» **Exercise set**
1) According to the passage on stem cell therapy for progressive multiple sclerosis, how many participants took part in the trial?
2) Extend the passage on stem cell therapy for progressive multiple sclerosis, beginning after its final sentence.

» **Document segment**
▼
Progressive multiple sclerosis is a significant disruptive neurodegenerative disease that interferes with the brain’s ability to control the body; the condition continues to get worse over time and, to date, has no known therapeutic treatment or cure.
Petrou Et. Al’s double-blind clinical trial examined the therapeutic efficacy of mesenchymal stem cell (MSC) transplantation in active progressive multiple sclerosis and explored the most favorable route of cell delivery (intravenous or intrathecal injections).
Prior to this study, previous trials examining various types of MSC administration in the therapeutic treatment of multiple sclerosis have demonstrated the clinical safety of MSC administration but have not identified treatments to suppress central nervous system (CNS) inflammation associated with the progression of diseases like progressive multiple sclerosis.
Several studies have also demonstrated that CNS loses the ability to repair and regenerate over time. Considering that stem cells, and specifically MSCs, have demonstrated to provide additional benefits, including immunomodulatory and neurotrophic effects, when used in the treatment of stroke and multi-system atrophy, they appear to be a viable potential therapeutic treatment for active progressive multiple sclerosis.
For the purposes of Petrou Et. Al’s study, a total of 48 participants with a mean disease (active progressive multiple sclerosis) duration of 12.70 years were included as part of this study either as part of a placebo group, MSC-IV group, or MSC-IT group; selected treatment was applied at 3-month and 6-month marks of the study.
At the conclusion of this study, the authors report no serious, treatment-related adverse effects were observed and significantly fewer patients in the MSC-IT and MSC-IV groups experienced treatment failure when compared to the placebo group.
By reviewing changes observed in ambulation index, the sum of functional scores, 25-foot timed walking test, PASAT and OWAT/KAVE cognitive test, and the rate of change in T2 lesion load on MRI observed after the 6th-month treatment, researchers also found beneficial effects in both the MSC-IT and MSC-IV groups.
▲
Object grounding data in natural language:
▼
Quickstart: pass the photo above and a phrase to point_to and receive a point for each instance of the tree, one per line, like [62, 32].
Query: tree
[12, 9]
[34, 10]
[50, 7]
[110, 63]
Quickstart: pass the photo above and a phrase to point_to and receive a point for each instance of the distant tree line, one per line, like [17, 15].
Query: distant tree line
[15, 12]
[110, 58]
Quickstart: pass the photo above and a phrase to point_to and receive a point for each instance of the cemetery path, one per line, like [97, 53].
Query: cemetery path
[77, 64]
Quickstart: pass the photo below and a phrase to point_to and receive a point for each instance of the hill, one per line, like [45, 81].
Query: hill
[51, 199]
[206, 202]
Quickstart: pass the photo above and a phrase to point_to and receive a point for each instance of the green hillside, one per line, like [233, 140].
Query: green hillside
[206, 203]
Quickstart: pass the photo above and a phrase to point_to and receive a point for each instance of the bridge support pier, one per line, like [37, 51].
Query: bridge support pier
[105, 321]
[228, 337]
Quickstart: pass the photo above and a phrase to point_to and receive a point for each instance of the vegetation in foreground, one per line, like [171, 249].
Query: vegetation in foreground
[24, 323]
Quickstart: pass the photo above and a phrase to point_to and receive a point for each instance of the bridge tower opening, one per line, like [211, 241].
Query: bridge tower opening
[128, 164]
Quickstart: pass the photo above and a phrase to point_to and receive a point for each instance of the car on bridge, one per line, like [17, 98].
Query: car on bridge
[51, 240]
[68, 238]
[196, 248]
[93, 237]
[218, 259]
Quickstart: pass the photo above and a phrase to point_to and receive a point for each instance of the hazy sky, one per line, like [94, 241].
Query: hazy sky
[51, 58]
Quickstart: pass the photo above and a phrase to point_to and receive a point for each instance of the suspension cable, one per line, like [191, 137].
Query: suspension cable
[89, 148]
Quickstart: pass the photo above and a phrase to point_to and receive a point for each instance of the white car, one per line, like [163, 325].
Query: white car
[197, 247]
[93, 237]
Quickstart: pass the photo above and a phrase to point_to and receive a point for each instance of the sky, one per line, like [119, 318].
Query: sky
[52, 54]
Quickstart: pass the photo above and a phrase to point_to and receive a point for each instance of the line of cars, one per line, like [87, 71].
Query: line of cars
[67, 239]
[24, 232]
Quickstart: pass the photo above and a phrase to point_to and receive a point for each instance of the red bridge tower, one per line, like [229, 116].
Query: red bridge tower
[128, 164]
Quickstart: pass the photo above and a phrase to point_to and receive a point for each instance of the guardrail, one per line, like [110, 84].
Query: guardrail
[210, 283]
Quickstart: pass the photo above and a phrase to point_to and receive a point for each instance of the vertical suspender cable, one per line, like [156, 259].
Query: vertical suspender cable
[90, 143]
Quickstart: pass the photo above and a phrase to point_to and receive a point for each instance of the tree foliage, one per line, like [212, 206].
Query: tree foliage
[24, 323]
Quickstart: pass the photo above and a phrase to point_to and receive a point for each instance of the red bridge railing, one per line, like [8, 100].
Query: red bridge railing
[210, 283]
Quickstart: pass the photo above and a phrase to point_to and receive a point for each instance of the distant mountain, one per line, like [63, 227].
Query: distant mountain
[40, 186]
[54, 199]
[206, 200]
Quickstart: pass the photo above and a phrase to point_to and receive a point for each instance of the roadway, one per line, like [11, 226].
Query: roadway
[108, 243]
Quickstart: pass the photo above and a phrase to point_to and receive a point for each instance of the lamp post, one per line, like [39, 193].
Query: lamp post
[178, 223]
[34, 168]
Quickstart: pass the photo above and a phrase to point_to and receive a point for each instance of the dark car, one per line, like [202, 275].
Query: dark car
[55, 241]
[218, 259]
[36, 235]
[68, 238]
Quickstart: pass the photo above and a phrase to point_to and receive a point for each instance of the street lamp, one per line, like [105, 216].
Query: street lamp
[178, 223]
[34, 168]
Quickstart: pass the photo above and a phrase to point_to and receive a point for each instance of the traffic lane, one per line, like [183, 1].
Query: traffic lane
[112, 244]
▲
» **Solved problems**
1) 48 participants.

2)
It appears that repeated intrathecal injection of MSC during the second round of treatment (Month 6) significantly improved the effects measured during the first round of similar treatment (Month 3); similar, but less significant benefits were also observed in the MSC-IV group. Specifically, researchers report that these observed benefits may indicate the involvement of immunomodulatory and neuroprotective mechanisms.
Of particular interest is the fact that the benefits with clinical significance were observed in participants with progressive multiple sclerosis found to be previously unresponsive to conventional immunotherapies and currently with limited treatment options.
In conclusion, this study found short-term clinical efficacy and perhaps neuroprotection by administration of MSCs to participants with progressive multiple sclerosis. The researchers also found that while repeated injections of both MSC-IT and MSC-IV produced beneficial effects, intrathecal administration appears to produce more clinically significant and observable benefits than MSC-IV.
These findings are recommended for use in the design of future studies examining the impact of cell therapy on neurodegeneration and neuronal regeneration and warrant Phase III study to confirm the therapeutic potential of cellular therapy in neurodegenerative and neuroinflammatory diseases, including multiple sclerosis.